··· EXTRACTED TEXT

Oscars Analysis 2010: Best Picture and Best Director

For most of the Oscars’ history, the categories of Best Picture and Best Director were virtual redundancies, with the filmmaker of the former almost always being honored in the latter. Yet the Academy started spicing things around the turn of the century, and in the eight-year span from 1998 to 2005, four directors earned trophies for movies that failed to come away with the big prize.

The last four years, however, have signaled a return to the systematic overlap of the prior half-century. Will 2010 prove to be different? We can only hope.

BEST PICTURE

NOMINEES
Black Swan
The Fighter
Inception
The Kids Are All Right
The King’s Speech
127 Hours
The Social Network
Toy Story 3
True Grit
Winter’s Bone

WILL WIN
I normally save my analysis of Best Picture for last, but this year, there’s little point, given the complete lack of suspense. Anyone picking against The King’s Speech is grasping for an elusive justification and ignoring the simple truth. (For example, those desperate to pick an alternative might eagerly point out that The King’s Speech takes considerable liberties with the facts, namely that the character played by Guy Pearce was actually a Nazi sympathizer. It’s an entirely correct charge, and it’s just as entirely meaningless. Indeed, you could levy that exact same complaint against The Social Network. This isn’t an award for best documentary, folks.)

That simple truth is twofold. First, The King’s Speech bears all the hallmarks of a classic Oscar winner (historical drama, British pedigree, triumphant ending, protagonist with physical disability, naked Gwyneth Paltrow – O.K., that last one only applies to Shakespeare in Love, but everything else is valid). Second, the movie won at the Producers’ Guild, an association that uses the same (moronic) preferential voting system as the Academy and that just happens to be the single best predictor of Best Picture at the Oscars.

······
··· PROVIDED DATA

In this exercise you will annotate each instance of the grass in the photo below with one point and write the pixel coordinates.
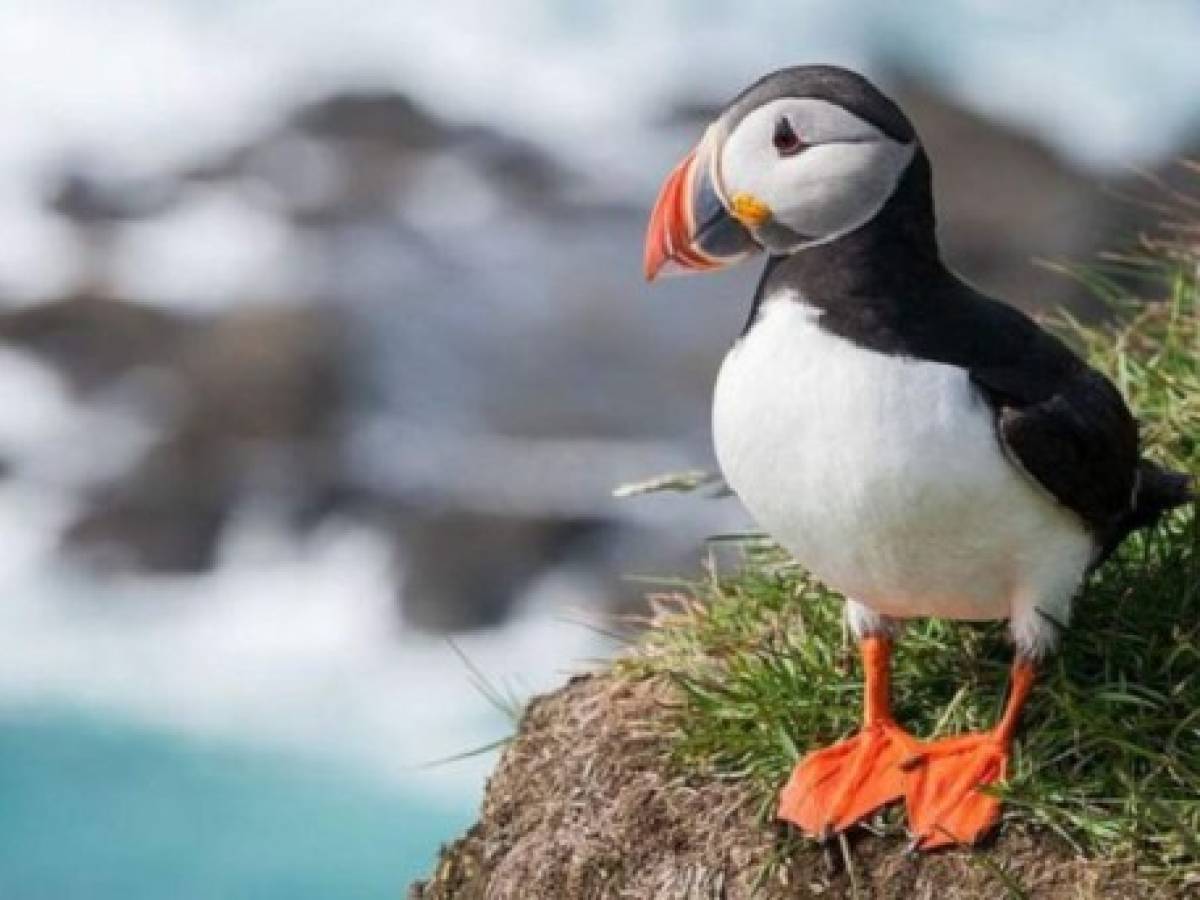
(1109, 755)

······

● **TO BE DONE**
Copy out the full Oscars 2010 Best Picture and Best Director analysis that appears above the listing, word for word.

● **RESULT OF THIS TASK**
Oscars Analysis 2010: Best Picture and Best Director

For most of the Oscars’ history, the categories of Best Picture and Best Director were virtual redundancies, with the filmmaker of the former almost always being honored in the latter. Yet the Academy started spicing things around the turn of the century, and in the eight-year span from 1998 to 2005, four directors earned trophies for movies that failed to come away with the big prize.

The last four years, however, have signaled a return to the systematic overlap of the prior half-century. Will 2010 prove to be different? We can only hope.

BEST PICTURE

NOMINEES
Black Swan
The Fighter
Inception
The Kids Are All Right
The King’s Speech
127 Hours
The Social Network
Toy Story 3
True Grit
Winter’s Bone

WILL WIN
I normally save my analysis of Best Picture for last, but this year, there’s little point, given the complete lack of suspense. Anyone picking against The King’s Speech is grasping for an elusive justification and ignoring the simple truth. (For example, those desperate to pick an alternative might eagerly point out that The King’s Speech takes considerable liberties with the facts, namely that the character played by Guy Pearce was actually a Nazi sympathizer. It’s an entirely correct charge, and it’s just as entirely meaningless. Indeed, you could levy that exact same complaint against The Social Network. This isn’t an award for best documentary, folks.)

That simple truth is twofold. First, The King’s Speech bears all the hallmarks of a classic Oscar winner (historical drama, British pedigree, triumphant ending, protagonist with physical disability, naked Gwyneth Paltrow – O.K., that last one only applies to Shakespeare in Love, but everything else is valid). Second, the movie won at the Producers’ Guild, an association that uses the same (moronic) preferential voting system as the Academy and that just happens to be the single best predictor of Best Picture at the Oscars.